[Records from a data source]
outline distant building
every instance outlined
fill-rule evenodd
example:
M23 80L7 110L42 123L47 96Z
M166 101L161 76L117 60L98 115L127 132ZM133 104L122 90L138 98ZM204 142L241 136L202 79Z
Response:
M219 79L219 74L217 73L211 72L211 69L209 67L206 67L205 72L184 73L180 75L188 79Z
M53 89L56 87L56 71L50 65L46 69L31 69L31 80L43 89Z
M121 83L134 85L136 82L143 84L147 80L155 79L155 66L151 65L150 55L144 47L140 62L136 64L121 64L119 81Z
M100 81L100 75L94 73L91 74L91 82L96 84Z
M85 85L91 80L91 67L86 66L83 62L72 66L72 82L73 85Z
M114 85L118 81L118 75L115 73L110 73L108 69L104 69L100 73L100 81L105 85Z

* * *

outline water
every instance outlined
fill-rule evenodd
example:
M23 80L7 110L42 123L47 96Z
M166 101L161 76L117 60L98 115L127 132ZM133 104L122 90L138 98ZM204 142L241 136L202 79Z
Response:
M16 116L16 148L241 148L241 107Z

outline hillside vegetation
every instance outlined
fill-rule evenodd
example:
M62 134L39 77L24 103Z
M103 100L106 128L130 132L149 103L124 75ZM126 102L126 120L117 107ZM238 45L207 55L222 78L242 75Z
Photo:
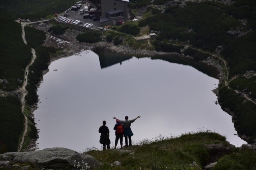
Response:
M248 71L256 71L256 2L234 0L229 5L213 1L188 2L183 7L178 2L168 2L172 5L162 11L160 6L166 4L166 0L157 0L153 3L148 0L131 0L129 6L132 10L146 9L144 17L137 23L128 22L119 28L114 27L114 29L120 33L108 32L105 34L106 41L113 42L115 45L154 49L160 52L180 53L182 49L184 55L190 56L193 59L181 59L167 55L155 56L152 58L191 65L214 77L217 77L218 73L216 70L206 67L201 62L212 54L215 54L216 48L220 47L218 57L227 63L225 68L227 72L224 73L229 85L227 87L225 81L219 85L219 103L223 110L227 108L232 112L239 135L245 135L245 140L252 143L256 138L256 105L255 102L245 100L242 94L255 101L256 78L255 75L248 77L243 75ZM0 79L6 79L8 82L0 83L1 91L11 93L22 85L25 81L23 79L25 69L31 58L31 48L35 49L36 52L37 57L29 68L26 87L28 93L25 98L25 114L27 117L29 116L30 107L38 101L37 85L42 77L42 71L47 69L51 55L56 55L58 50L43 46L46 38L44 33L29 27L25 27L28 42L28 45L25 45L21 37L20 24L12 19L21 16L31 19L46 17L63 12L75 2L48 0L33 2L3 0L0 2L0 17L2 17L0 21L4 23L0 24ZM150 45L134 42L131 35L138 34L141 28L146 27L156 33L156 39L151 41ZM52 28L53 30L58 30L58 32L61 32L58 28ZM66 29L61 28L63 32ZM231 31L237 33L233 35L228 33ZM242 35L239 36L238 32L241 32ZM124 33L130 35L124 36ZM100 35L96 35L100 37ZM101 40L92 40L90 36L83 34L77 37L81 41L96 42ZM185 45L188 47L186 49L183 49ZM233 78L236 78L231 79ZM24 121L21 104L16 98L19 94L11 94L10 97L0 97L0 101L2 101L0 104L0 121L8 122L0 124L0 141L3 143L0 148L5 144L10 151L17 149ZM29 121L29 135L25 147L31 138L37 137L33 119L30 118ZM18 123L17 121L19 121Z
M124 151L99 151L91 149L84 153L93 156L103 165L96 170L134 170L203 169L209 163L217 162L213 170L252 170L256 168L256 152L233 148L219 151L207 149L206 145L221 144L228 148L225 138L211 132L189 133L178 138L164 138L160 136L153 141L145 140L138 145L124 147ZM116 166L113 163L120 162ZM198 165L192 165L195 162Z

...

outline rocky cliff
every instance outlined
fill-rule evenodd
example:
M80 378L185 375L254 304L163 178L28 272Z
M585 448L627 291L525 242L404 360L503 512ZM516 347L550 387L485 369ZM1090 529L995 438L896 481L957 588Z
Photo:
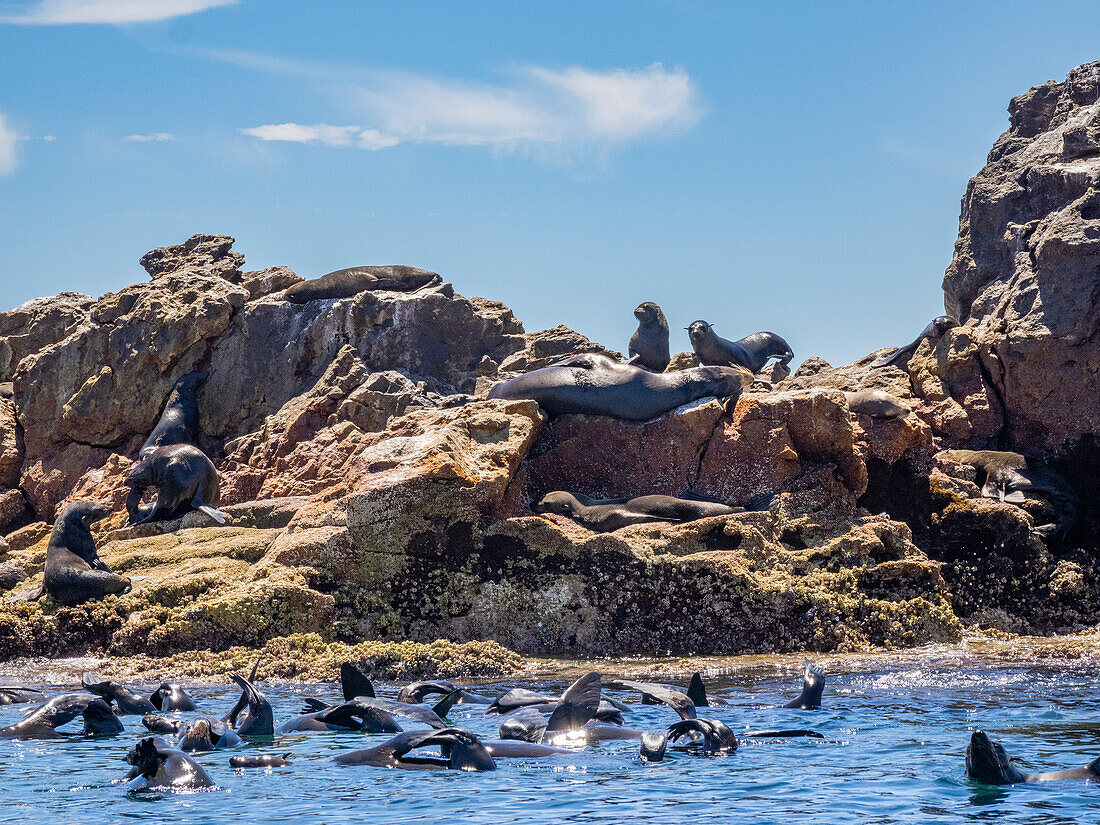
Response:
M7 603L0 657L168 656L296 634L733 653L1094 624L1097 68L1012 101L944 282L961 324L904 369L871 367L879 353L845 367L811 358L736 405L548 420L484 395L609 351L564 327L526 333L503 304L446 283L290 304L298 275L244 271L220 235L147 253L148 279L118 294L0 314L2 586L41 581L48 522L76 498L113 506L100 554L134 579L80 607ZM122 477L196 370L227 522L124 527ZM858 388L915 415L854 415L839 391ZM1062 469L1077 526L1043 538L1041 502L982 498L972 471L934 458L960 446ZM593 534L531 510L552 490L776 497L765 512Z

__Work required__. Copy the records from the line with "outline distant building" to the line with "M114 85L118 81L118", including both of those lines, without any changes.

__Result__.
outline distant building
every instance outlined
fill-rule evenodd
example:
M23 80L7 110L42 123L47 96Z
M166 101L161 76L117 60L98 115L127 132ZM133 104L122 90L138 98ZM204 142L241 136L202 79Z
Response:
M219 79L219 74L217 73L211 72L211 69L209 67L206 67L205 72L184 73L180 75L188 79Z
M53 89L56 87L56 71L50 65L46 69L31 69L31 80L43 89Z
M121 83L134 85L136 82L143 84L147 80L155 79L155 66L151 65L150 55L144 47L140 62L136 64L121 64L119 81Z
M100 81L100 75L94 73L91 74L91 82L96 84Z
M85 85L91 80L91 67L86 66L83 62L72 66L72 82L73 85Z
M114 85L118 81L118 75L115 73L110 73L108 69L104 69L100 73L100 81L105 85Z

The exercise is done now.